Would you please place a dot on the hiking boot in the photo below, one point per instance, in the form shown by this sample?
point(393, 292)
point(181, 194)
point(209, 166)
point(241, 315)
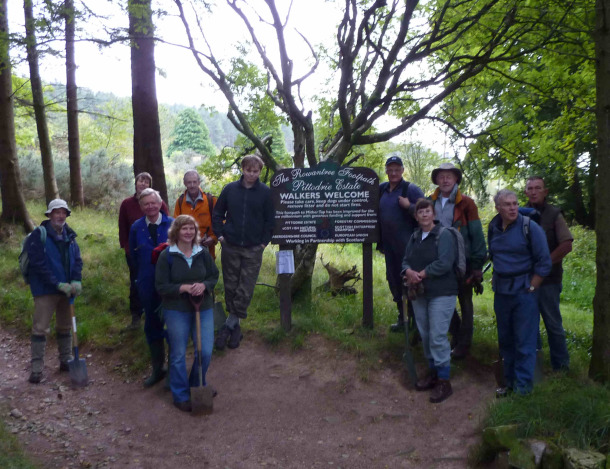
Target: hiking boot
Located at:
point(236, 337)
point(460, 352)
point(428, 382)
point(184, 406)
point(222, 337)
point(399, 326)
point(503, 391)
point(442, 390)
━━━━━━
SHORT TASK: Reproduce every line of the entries above, requests included, and leave out the pictures. Multiply each point coordinate in the answers by 0.8 and round it to a whole number, with halves going up, while keeping the numbers in the requests and their sample points as they are.

OUTPUT FOR THIS EXERCISE:
Would you please place a dot on the hiking boot in the photo below, one point per instance, in the form shown by this sample?
point(393, 292)
point(181, 194)
point(209, 166)
point(241, 315)
Target: hiking boot
Located at:
point(189, 270)
point(368, 282)
point(342, 306)
point(147, 325)
point(178, 270)
point(319, 261)
point(402, 313)
point(354, 312)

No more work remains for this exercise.